▸ **任务要求**
请修改下面的全部条目：把其中的“Pin”一律替换为“Mark”，其余内容保持不变，然后重新写出。答案中不要包含图片。

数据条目

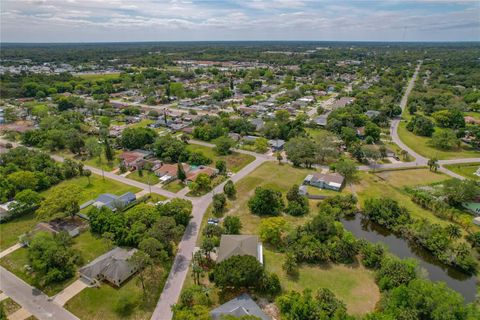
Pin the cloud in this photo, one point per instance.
(140, 20)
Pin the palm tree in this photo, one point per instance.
(433, 164)
(454, 231)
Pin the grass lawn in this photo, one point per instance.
(353, 284)
(99, 76)
(99, 303)
(465, 169)
(90, 246)
(16, 261)
(174, 186)
(11, 230)
(97, 187)
(235, 161)
(420, 145)
(142, 123)
(148, 177)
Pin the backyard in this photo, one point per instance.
(235, 161)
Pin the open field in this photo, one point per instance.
(420, 145)
(235, 161)
(465, 169)
(97, 187)
(353, 284)
(99, 76)
(148, 177)
(11, 230)
(99, 303)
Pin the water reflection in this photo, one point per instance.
(436, 271)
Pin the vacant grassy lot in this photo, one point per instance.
(97, 187)
(11, 230)
(99, 303)
(148, 177)
(420, 145)
(465, 169)
(353, 284)
(235, 161)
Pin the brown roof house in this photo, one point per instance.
(332, 181)
(113, 266)
(239, 245)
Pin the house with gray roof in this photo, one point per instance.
(239, 245)
(242, 305)
(113, 266)
(332, 181)
(114, 202)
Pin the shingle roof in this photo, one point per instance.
(240, 306)
(112, 266)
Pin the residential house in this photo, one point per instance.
(239, 245)
(331, 181)
(241, 306)
(113, 266)
(276, 144)
(113, 202)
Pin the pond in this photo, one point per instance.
(436, 271)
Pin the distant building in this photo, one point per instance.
(242, 305)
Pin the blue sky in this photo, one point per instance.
(177, 20)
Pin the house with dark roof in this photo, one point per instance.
(242, 305)
(113, 266)
(239, 245)
(114, 202)
(331, 181)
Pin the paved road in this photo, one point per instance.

▸ **参考答案**
Mark the cloud in this photo, one point per instance.
(140, 20)
Mark the palm tree in this photo, one point per instance.
(433, 164)
(454, 231)
Mark the grass lawn in this photo, one point per instance.
(353, 284)
(99, 76)
(99, 303)
(465, 169)
(90, 246)
(16, 261)
(174, 186)
(11, 230)
(97, 187)
(235, 161)
(420, 145)
(142, 123)
(148, 177)
Mark the backyard in this photo, one point per instance.
(235, 161)
Mark the open field in this photo, one point per instance.
(420, 145)
(235, 161)
(465, 169)
(97, 187)
(353, 284)
(99, 76)
(148, 177)
(11, 230)
(99, 303)
Mark the water reflection in this photo, one point per instance.
(436, 271)
Mark the vacant grassy lot in this photo, one point per instance.
(97, 187)
(11, 230)
(99, 303)
(148, 177)
(420, 145)
(465, 169)
(353, 284)
(235, 161)
Mark the brown roof house in this photo, one point per instance.
(332, 181)
(113, 266)
(239, 245)
Mark the house with gray roof in this photo, one point per instance.
(239, 245)
(242, 305)
(113, 266)
(332, 181)
(114, 202)
Mark the shingle roof in this photo, one point per instance.
(240, 306)
(112, 266)
Mark the residential house in this photo, one point per instance.
(239, 245)
(331, 181)
(241, 306)
(113, 266)
(276, 144)
(113, 202)
Mark the pond in this photo, one point per instance.
(436, 271)
Mark the distant building in this photo, one point per instance.
(242, 305)
Mark the blue sky in this photo, one point per instance.
(177, 20)
Mark the house with dark roof in this photo, one point per instance.
(242, 305)
(113, 266)
(239, 245)
(114, 202)
(331, 181)
Mark the paved road in this photo, one point per instance.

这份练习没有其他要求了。